> _BRANO DI TESTO_:
==============================
Innanzitutto, questo non è leggere: è costruire.
Ho affrontato Come è perché un amico me lo ha regalato su consiglio del mio libraio di fiducia. La prima edizione, tra l’altro: tradotta da Franco Quadri e uscita per Einaudi nel 1965. L’ho iniziato il giorno stesso in cui l’ho ricevuto e l’ho finito nel giro di due settimane. Un tempo piuttosto lungo considerando che si tratta di circa centocinquanta pagine. Ma Come è richiede tempo: non per leggere, né per comprendere, ma perché si tratta di un tentativo di trapianto di pensiero. Nel monologo tripartito (Come è prima di Pim, Come è con Pim, Come è dopo Pim) una creatura di nome Bom, che striscia nel fango e se ne nutre, ne incontra un’altra uguale a lei: si chiama Pim. E per questo, perché esiste ed è uguale a lei, la tortura più che può, fino a che la seconda non se ne va lasciando il protagonista di nuovo solo. È la storia dell’odio, quello primordiale à la Sartre, che deriva dal non essere soli, dall’essere insieme in un mondo che vorremmo, nel profondo, tutto per noi. Ed è la storia dell’amore disperato, che deriva dall’essere purtroppo simili, terribilmente soli.
==============================
Voci di puntamento ed etichettatura:
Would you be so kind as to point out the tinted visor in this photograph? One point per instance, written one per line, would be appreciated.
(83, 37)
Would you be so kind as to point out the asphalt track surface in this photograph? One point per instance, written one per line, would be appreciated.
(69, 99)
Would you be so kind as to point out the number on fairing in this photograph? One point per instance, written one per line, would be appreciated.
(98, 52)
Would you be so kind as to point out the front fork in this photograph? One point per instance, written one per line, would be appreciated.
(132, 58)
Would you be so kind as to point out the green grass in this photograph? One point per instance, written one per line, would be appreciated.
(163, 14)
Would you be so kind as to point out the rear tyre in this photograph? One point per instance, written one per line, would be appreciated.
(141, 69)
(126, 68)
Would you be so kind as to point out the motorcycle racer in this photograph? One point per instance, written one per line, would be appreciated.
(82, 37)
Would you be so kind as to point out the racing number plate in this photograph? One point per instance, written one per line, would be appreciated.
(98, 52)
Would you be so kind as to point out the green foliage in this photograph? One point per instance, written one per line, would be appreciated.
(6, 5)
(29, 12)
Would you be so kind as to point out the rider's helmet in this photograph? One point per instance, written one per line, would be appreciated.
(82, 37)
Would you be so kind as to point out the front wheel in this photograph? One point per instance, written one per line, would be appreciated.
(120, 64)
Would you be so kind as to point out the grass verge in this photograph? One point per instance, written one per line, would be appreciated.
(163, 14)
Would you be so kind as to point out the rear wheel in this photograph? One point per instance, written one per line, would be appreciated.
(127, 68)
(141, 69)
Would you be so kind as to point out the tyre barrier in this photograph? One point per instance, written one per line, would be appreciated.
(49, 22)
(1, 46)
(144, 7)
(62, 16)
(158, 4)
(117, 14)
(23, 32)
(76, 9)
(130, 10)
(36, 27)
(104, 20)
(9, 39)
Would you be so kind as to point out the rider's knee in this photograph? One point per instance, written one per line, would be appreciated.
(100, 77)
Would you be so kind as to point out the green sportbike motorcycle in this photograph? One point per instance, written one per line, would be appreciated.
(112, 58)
==============================
> _DESCRIZIONE DEL COMPITO_: Prosegui il testo sul libro Come è dopo la sua ultima frase.

> _RISPOSTA ALL'ESERCIZIO_:
Beckett lo ha scritto in diciotto mesi. Mi sono chiesto, da aspirante scrittore, come possa configurarsi l’esperienza di scrittura di un romanzo del genere. Penso sia stato un ascolto: non il tendere l’orecchio al suono delle nostre corde più profonde; ma un orecchio esperto, quello di un accordatore che cerca scientificamente di riportare al La la corda di un pianoforte, affidandosi solo alla vibrazione intransigente del diapason. Ne risulta una melma di parole, un muco senza grammatica, senza interpunzione, un lessico ridotto alle ossa. Il libro è un organo: l’esploso dell’apparato pensante di Bom, dove si scorgono cellule specializzate che ne compongono la microarchitettura sotto forma di paragrafi brevi, di massimo dieci righe.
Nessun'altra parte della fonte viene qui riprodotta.